# Статья
В рамках функционирования советского общества, историческая память кубанского казачества находилась в «законсервированном» виде, механически передаваясь из поколения в поколение, не имела возможности решать свои социализирующие и педагогические задачи.

Лишь с начала 90-х гг. ХХ века историческая память кубанского казачества становится востребована обществом, которое совершило очередной поворот в своем развитии. Стремительно возрождающееся кубанское казачество испытывало острую необходимость в наполнении своей духовной сферы через историческую память, вновь включив механизм ее трансляции.

Современный процесс трансляции исторической памяти кубанского казачества реализуется в трех временных векторах:

1. Направленность в прошлое с целью воскрешения славных боевых страниц, ярких портретов атаманов и героев, духовно-нравственных традиций;

2. Утверждение в настоящем через создание мест памяти, юбилейных мероприятий, научных исследований;

3. Устремленность в будущее, реализуя принцип преемственности, связывая дореволюционное историческое наследие, вбирая в себя и не отвергая опыт бытия в советский период и дополняя современными исследованиями и интерпретациями.

Исходные данные
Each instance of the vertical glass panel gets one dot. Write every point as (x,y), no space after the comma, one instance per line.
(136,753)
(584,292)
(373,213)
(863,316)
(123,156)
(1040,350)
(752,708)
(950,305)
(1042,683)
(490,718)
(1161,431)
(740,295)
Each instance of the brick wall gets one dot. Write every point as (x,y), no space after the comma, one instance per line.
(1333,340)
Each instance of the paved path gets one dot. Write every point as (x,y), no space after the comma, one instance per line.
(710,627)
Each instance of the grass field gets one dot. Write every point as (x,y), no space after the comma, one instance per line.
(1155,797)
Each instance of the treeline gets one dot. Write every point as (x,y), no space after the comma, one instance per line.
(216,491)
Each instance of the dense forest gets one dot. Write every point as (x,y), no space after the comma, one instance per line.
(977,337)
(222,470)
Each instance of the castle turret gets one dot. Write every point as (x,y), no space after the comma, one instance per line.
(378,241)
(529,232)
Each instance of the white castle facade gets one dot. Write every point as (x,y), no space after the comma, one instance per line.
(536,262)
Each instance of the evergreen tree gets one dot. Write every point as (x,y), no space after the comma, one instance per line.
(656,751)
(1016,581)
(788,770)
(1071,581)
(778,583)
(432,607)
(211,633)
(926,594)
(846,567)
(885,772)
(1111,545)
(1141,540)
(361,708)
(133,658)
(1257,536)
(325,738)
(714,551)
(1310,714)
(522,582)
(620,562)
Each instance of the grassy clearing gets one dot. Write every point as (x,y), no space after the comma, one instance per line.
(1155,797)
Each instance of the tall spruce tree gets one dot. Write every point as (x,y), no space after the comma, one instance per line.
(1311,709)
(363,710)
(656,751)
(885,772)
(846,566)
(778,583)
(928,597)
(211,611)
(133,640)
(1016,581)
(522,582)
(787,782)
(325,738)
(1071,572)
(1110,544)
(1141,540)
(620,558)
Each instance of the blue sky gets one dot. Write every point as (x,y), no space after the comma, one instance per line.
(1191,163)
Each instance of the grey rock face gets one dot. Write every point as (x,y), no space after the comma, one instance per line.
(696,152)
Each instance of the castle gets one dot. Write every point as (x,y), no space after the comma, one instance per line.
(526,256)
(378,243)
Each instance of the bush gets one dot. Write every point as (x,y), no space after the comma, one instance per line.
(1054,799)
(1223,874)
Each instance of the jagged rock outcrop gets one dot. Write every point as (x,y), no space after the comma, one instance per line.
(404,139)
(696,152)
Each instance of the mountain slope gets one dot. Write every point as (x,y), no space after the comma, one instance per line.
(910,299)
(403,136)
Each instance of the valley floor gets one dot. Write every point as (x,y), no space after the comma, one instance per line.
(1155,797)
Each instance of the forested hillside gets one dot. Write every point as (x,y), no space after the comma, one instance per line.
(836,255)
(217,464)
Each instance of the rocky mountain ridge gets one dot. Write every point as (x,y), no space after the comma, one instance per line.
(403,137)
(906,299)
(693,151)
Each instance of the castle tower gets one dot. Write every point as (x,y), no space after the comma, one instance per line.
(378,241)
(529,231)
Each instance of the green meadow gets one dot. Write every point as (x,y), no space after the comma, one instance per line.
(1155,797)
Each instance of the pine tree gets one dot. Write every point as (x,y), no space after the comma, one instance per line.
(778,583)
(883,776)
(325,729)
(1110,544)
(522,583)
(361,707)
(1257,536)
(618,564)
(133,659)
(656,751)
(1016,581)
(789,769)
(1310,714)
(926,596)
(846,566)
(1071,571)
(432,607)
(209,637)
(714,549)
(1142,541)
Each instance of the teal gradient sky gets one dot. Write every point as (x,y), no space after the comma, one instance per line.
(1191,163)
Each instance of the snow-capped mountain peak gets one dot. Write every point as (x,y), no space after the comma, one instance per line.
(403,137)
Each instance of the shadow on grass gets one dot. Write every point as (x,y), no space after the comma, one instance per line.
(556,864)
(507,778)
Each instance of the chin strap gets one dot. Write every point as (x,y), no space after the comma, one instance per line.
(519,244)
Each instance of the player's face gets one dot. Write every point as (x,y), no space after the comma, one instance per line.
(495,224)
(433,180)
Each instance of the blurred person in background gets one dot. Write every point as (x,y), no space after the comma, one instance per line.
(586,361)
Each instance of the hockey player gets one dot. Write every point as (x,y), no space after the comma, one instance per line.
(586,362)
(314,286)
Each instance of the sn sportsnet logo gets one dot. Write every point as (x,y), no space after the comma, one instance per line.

# Что сделать
A. Пожалуйста, замените «советского общества» на «советской системы» и приведите заново фрагмент статьи: начните со слов «В рамках функционирования», остановитесь после слов «механизм ее трансляции.».
B. Назовите все временные векторы, в которых, согласно статье, реализуется современный процесс трансляции исторической памяти кубанского казачества.
C. С какого времени, по словам статьи, историческая память кубанского казачества становится востребована обществом?
Строки здесь никак не используются.

# Ответы
A.
В рамках функционирования советской системы, историческая память кубанского казачества находилась в «законсервированном» виде, механически передаваясь из поколения в поколение, не имела возможности решать свои социализирующие и педагогические задачи.

Лишь с начала 90-х гг. ХХ века историческая память кубанского казачества становится востребована обществом, которое совершило очередной поворот в своем развитии. Стремительно возрождающееся кубанское казачество испытывало острую необходимость в наполнении своей духовной сферы через историческую память, вновь включив механизм ее трансляции.

B. Направленность в прошлое; утверждение в настоящем; устремленность в будущее.

C. С начала 90-х гг. ХХ века.